#### [Dataset records]
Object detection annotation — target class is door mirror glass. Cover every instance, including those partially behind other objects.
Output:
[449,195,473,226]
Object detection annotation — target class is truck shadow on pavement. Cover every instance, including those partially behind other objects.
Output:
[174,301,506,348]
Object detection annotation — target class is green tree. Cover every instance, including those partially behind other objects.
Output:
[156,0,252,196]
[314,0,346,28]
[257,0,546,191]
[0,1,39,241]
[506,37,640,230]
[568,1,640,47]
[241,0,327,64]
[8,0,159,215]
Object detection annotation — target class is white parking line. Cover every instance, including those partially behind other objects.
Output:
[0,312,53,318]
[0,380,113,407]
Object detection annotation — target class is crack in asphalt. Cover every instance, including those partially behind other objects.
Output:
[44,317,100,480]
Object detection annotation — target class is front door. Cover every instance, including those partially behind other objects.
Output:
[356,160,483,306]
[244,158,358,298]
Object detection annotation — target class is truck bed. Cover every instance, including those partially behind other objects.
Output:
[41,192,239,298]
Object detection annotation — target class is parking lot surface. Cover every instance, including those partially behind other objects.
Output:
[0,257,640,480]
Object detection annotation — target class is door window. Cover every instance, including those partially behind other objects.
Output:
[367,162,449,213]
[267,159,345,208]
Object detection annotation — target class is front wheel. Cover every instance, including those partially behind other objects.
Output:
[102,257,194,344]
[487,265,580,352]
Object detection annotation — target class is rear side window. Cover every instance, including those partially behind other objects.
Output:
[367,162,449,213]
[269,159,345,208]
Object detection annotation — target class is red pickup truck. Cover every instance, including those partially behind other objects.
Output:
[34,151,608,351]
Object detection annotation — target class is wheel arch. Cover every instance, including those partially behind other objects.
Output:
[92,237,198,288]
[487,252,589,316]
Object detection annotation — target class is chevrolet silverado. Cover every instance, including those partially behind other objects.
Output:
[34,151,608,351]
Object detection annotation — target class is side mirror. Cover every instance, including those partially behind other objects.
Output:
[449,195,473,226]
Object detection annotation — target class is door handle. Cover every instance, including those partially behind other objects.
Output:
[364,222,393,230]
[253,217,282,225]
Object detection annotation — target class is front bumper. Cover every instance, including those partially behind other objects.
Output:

#### [Written problem]
Reproduce all of the data above word for word, with nothing changed or left out.

#### [Written answer]
Object detection annotation — target class is door mirror glass. Cover every instance, including those partially behind other objects.
Output:
[449,195,473,226]
Object detection annotation — target class is truck shadow on pavement. Cover every instance, including those partially behind other objects.
Output:
[174,301,506,348]
Object detection annotation — target class is green tree. Cover every instance, including those partially behind other objects.
Output:
[156,0,252,196]
[314,0,346,28]
[257,0,546,191]
[0,1,39,241]
[506,37,640,230]
[568,1,640,47]
[241,0,327,64]
[8,0,159,215]
Object detection annotation — target class is white parking line. Cover every instance, including those partially behind other objects.
Output:
[0,312,53,318]
[0,380,113,407]
Object detection annotation — target class is crack in asphalt. Cover every instance, including those partially behind other objects.
Output:
[44,317,100,480]
Object detection annotation — target class is front door. Cover every instance, including those partially behind other objects.
Output:
[356,160,483,306]
[244,158,358,298]
Object detection annotation — target class is truck bed. Cover every instance, including those partially behind other objects.
Output:
[41,192,239,298]
Object detection annotation — target class is parking lot surface. Cover every instance, including those partially behind other objects.
Output:
[0,257,640,480]
Object detection annotation — target class is door window. Cover every instance, including those partially behind other objects.
Output:
[367,162,449,213]
[267,159,345,208]
Object detection annotation — target class is front wheel. Cover every instance, including those partially behind other objects.
Output:
[102,257,194,344]
[487,265,580,352]
Object detection annotation — target class is rear side window. Cover every instance, including those partially behind other objects.
Output:
[367,162,449,213]
[269,159,345,208]
Object detection annotation — target class is red pickup truck. Cover every instance, including those partially behind other objects.
Output:
[34,151,608,351]
Object detection annotation — target class is wheel arch. Cover every instance, including those partially behind other objects.
Output:
[92,237,198,288]
[487,252,589,316]
Object detection annotation — target class is chevrolet silverado. Cover every instance, including those partially behind other objects.
Output:
[34,151,608,351]
Object detection annotation — target class is side mirror. Cover every instance, including those partially behind other objects.
Output:
[449,195,473,226]
Object detection annotation — target class is door handle. Cover every instance, including those partially behind other objects.
Output:
[364,222,393,230]
[253,217,282,225]
Object detection annotation — target class is front bumper. Cover every instance, including those partially behind other objects.
Output:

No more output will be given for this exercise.